### Pointing dataset records:
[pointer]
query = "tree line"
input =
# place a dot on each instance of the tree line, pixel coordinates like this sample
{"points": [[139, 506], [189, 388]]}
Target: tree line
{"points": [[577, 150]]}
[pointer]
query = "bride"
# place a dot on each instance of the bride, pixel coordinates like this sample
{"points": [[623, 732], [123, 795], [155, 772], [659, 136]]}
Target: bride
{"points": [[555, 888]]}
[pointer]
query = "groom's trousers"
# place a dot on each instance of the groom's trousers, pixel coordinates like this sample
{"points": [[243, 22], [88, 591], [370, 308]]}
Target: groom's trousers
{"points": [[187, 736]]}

### Required task:
Recast every line of the records above as a Markdown table with the columns "No." and "Line," numbering each row and leaving out blank lines.

### Task answer:
| No. | Line |
|---|---|
| 1 | [pointer] |
| 2 | query = "tree line" |
| 3 | input = |
| 4 | # place a dot on each instance of the tree line, pixel coordinates like this sample |
| 5 | {"points": [[139, 506], [189, 388]]} |
| 6 | Target: tree line |
| 7 | {"points": [[577, 150]]} |
| 8 | [pointer] |
| 9 | query = "bride" |
| 10 | # place a dot on each instance of the bride, pixel coordinates like this sample |
| 11 | {"points": [[623, 732], [123, 795], [155, 772], [659, 136]]} |
| 12 | Target: bride |
| 13 | {"points": [[555, 888]]} |
| 14 | [pointer] |
| 15 | query = "groom's trousers" |
| 16 | # place a dot on each instance of the groom's trousers, pixel coordinates like this sample |
| 17 | {"points": [[243, 22], [88, 591], [370, 308]]} |
| 18 | Target: groom's trousers |
| 19 | {"points": [[187, 736]]} |